## start Supplied information

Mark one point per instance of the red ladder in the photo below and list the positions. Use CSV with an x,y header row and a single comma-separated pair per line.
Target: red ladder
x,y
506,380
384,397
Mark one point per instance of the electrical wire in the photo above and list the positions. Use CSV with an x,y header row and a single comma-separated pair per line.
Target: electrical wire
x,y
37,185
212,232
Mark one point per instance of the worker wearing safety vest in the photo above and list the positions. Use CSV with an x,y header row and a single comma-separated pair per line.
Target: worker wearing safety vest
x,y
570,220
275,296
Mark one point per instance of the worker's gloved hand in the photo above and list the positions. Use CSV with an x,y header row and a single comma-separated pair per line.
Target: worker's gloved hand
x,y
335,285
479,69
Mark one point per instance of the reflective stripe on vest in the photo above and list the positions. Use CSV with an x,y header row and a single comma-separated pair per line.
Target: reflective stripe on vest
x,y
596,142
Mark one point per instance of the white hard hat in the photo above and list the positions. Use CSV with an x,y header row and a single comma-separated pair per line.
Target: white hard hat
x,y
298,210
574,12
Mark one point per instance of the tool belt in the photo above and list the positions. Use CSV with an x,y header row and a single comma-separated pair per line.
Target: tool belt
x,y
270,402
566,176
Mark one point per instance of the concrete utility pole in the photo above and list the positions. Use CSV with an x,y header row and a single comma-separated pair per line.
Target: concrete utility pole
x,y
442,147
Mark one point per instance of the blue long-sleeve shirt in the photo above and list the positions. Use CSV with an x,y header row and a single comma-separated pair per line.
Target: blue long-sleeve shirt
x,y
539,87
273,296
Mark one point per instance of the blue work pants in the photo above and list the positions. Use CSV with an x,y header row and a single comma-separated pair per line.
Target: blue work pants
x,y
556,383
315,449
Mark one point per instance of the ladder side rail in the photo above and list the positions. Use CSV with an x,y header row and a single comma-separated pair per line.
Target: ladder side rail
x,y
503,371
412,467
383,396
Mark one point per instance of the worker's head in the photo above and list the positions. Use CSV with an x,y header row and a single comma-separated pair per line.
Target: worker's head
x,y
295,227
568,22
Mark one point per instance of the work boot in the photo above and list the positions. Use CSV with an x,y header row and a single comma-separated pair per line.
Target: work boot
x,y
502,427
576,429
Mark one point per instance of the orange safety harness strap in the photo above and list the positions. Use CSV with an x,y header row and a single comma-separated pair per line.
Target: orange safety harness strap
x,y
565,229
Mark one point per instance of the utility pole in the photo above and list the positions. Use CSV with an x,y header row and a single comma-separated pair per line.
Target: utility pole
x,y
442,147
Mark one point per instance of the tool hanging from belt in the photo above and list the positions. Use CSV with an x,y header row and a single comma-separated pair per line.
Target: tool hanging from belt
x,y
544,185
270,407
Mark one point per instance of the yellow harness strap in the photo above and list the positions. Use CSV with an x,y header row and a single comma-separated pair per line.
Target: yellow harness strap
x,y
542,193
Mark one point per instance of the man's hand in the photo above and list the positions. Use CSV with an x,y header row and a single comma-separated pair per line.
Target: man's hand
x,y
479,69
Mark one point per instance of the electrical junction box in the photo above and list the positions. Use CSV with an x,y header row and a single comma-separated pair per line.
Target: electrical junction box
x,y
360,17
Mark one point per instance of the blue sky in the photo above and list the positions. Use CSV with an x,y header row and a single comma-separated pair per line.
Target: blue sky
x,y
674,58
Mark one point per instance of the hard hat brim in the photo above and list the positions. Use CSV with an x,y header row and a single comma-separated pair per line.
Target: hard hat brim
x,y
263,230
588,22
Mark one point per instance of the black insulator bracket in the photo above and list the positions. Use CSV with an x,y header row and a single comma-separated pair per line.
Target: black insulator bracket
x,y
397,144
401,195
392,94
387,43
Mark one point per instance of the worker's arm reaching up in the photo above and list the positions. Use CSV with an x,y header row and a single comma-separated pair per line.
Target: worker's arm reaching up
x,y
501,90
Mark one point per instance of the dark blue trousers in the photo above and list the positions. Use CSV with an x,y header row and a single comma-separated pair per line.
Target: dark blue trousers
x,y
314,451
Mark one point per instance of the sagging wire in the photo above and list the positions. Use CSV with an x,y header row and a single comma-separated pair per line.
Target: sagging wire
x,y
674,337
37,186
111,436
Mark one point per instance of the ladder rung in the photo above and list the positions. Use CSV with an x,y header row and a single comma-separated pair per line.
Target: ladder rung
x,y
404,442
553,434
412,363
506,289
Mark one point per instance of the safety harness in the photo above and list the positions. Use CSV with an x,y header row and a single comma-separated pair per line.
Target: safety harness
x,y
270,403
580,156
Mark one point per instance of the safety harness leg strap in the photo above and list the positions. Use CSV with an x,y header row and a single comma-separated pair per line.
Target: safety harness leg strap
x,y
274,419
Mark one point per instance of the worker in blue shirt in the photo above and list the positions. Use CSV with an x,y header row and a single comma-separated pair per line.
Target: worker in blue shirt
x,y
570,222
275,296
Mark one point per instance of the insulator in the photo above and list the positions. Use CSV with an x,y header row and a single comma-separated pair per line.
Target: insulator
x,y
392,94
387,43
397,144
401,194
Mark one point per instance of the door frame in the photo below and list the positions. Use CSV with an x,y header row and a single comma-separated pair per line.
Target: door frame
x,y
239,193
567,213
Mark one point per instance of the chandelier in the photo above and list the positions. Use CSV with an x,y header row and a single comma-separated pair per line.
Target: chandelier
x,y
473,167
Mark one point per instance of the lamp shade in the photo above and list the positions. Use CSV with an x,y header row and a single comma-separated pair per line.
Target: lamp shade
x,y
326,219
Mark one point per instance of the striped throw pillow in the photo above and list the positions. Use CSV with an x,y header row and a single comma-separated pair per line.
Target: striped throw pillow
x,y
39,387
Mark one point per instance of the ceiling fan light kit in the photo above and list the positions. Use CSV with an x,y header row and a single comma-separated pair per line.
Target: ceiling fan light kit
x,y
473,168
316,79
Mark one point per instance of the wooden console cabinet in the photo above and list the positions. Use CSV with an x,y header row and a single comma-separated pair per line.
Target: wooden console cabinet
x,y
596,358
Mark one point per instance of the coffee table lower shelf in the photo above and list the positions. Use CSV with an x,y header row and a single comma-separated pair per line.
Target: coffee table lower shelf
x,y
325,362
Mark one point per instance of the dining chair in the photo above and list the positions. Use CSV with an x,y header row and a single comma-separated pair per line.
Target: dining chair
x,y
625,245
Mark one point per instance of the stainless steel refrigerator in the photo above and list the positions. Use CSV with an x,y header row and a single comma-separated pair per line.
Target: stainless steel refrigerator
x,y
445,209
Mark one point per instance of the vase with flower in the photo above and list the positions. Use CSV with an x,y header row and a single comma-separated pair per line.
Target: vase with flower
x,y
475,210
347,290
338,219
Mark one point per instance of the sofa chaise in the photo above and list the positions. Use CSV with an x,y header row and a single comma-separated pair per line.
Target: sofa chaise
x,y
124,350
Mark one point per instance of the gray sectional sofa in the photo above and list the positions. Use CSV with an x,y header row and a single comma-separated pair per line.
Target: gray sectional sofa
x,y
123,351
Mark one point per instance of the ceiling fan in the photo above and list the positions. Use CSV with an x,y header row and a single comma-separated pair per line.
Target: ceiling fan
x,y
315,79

## end Supplied information

### [Exercise instructions]
Reproduce verbatim the stretch of the listing from the line containing "Mark one point per instance of the ceiling fan in" through the end of the listing, both ends included.

### [Answer]
Mark one point per instance of the ceiling fan in the photo above and list the positions. Use CSV with an x,y header row and a single comma-separated pair per line.
Target: ceiling fan
x,y
315,79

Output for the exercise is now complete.